-- Begin STORED ROWS --
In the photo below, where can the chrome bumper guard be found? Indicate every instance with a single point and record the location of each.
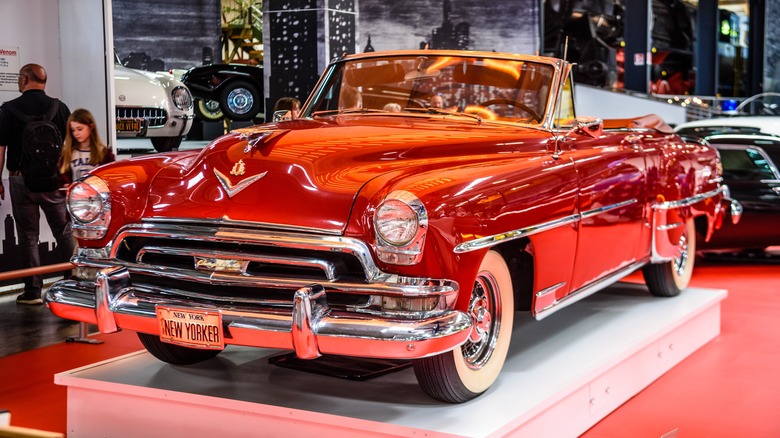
(311, 329)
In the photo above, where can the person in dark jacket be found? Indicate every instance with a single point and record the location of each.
(26, 204)
(83, 149)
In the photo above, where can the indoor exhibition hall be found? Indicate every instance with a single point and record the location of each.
(389, 218)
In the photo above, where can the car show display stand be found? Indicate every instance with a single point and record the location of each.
(563, 374)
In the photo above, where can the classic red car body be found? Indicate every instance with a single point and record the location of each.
(275, 227)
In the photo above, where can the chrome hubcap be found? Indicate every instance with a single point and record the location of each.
(240, 101)
(485, 312)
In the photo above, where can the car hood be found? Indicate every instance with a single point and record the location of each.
(140, 88)
(306, 174)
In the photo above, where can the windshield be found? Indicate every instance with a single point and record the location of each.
(492, 89)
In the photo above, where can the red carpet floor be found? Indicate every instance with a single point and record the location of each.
(729, 388)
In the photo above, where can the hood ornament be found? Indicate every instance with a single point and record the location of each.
(238, 168)
(254, 139)
(234, 189)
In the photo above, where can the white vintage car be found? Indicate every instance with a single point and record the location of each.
(153, 105)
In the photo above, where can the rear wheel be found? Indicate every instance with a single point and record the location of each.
(240, 101)
(208, 110)
(670, 278)
(166, 144)
(466, 372)
(174, 354)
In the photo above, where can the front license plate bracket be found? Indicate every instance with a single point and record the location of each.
(193, 328)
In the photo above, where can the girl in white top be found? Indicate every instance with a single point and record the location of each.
(83, 149)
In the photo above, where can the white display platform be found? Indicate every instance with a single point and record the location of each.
(563, 375)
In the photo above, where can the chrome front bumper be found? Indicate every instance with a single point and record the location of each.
(310, 327)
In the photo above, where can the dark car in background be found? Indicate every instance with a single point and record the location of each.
(748, 140)
(750, 170)
(232, 91)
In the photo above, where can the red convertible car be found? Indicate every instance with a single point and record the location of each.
(380, 225)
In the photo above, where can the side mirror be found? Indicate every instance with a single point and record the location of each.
(590, 126)
(282, 115)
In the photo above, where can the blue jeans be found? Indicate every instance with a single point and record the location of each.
(26, 207)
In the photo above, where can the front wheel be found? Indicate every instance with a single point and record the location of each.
(174, 354)
(208, 110)
(240, 101)
(466, 372)
(670, 278)
(166, 144)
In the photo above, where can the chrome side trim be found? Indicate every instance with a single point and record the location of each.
(668, 227)
(588, 290)
(485, 242)
(690, 200)
(552, 288)
(598, 211)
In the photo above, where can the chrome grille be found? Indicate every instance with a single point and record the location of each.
(235, 263)
(155, 117)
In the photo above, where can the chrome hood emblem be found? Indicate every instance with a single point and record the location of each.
(238, 168)
(214, 264)
(234, 189)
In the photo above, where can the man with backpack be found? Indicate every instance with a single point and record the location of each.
(32, 127)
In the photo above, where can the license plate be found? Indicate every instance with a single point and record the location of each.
(191, 328)
(128, 125)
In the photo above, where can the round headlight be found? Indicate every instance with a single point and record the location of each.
(182, 98)
(396, 222)
(84, 202)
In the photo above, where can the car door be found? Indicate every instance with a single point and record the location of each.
(611, 172)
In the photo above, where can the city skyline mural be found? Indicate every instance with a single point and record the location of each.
(501, 25)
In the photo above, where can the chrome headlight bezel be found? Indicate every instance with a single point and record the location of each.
(89, 204)
(181, 97)
(400, 225)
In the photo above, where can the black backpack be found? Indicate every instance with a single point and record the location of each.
(41, 149)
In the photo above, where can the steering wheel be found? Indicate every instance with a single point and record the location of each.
-- End STORED ROWS --
Print every entry exactly as written, without the pictures.

In the photo below, where can the chrome bumper guard be found? Indicate every instance with a single point and record the location of each.
(311, 329)
In the photo above, where can the person in dark jacket be found? Indicate every instance with a single point and record the location of each.
(26, 204)
(83, 149)
In the photo above, where can the indoor exhibition hall be found? Indicate every instance with a single point and record the location of each.
(389, 218)
In the photo above, where can the car show display stand be found? Indicate every instance with a single point and record the location of each.
(563, 374)
In the photo above, where can the classic red car body be found? Indicate every instance with a single point and record the location of each.
(275, 227)
In the photo above, where can the chrome hubcap be found? Indicate every instance with a single point and record the location of each.
(240, 101)
(485, 312)
In the photo above, where can the car hood be found? Indicate every instance with a single point and record the location of each.
(140, 88)
(306, 174)
In the photo above, where can the windshield be found? Indicate every instance with a single point and record the location of each.
(492, 89)
In the photo above, where can the red carpet floor be found? Indicate every instance with a single point and record the location of each.
(729, 388)
In the photo above, where can the hood ornament be found? Indicate every instance with a single point and record the location of each.
(238, 168)
(254, 139)
(234, 189)
In the photo above, where can the white vintage car be found? Indicate every instance with a single point and record the location of each.
(153, 105)
In the photo above, where can the rear wheel be found? Indicate every instance with a single point and record the location of each.
(240, 101)
(208, 110)
(670, 278)
(166, 144)
(466, 372)
(174, 354)
In the photo above, where can the front license plate bracket be found? Indicate every instance with a single point and record the location of each.
(193, 328)
In the photo above, where can the girl in white top be found? Indicate every instance with a single point and record the location of each.
(83, 149)
In the photo above, where can the white display platform be found? Indicate every instance with a single point and record the location of each.
(563, 375)
In the photo above, where can the chrome front bumper be found? Indicate every instance with a single point and record the location of each.
(310, 327)
In the photo above, where can the dark car in background be found? Indicate every instance with a single point and record the location of each.
(748, 140)
(750, 170)
(232, 91)
In the photo above, where can the red convertible car be found? Indicate every instance with a single point and record the location of each.
(380, 225)
In the photo above, where can the side mirror be found? Indicate every instance with a single point and record the location of each.
(590, 126)
(282, 115)
In the photo above, where can the blue jeans be found? Indicate every instance with a single point and record the location of each.
(26, 207)
In the photo above, where can the front wheel be found? Indicate every instance with a single point and record the location of each.
(174, 354)
(208, 110)
(240, 101)
(466, 372)
(670, 278)
(166, 144)
In the photo above, where can the chrome side trim be found? Indicate every instance with a single point and record the location of each.
(668, 227)
(588, 290)
(485, 242)
(690, 200)
(552, 288)
(598, 211)
In the photo above, where can the chrome grille be found? Indicate every instance with a single point and record the location of each.
(235, 263)
(155, 117)
In the photo above, where can the chrome hood emblem be found? Indicate every instance with a single point and record the location of each.
(238, 168)
(214, 264)
(234, 189)
In the photo above, where can the man with backpack be found? Indicate every instance with a single point and record the location of each.
(32, 127)
In the photo above, where can the license plate be found? Indicate every instance with a single point and record the location of each.
(191, 328)
(128, 125)
In the photo above, where can the round headlight be found? Indicate every instance with a single point and record the location of each.
(182, 98)
(396, 222)
(84, 202)
In the photo above, where can the car door be found? Indicate every instance with a single point and record the location of each.
(611, 172)
In the photo above, where can the city skyline mural be found? Indicate every instance with a single point and record the location of each.
(501, 25)
In the photo above, where can the chrome headlight bezel be found? Indicate every instance with a single point and record the location of each.
(89, 204)
(181, 97)
(400, 225)
In the photo above, where can the black backpack be found? Indicate every instance with a single point and record the location of each.
(41, 149)
In the photo above, where can the steering wheel be found? Indicate every instance with a single point and record the location of each.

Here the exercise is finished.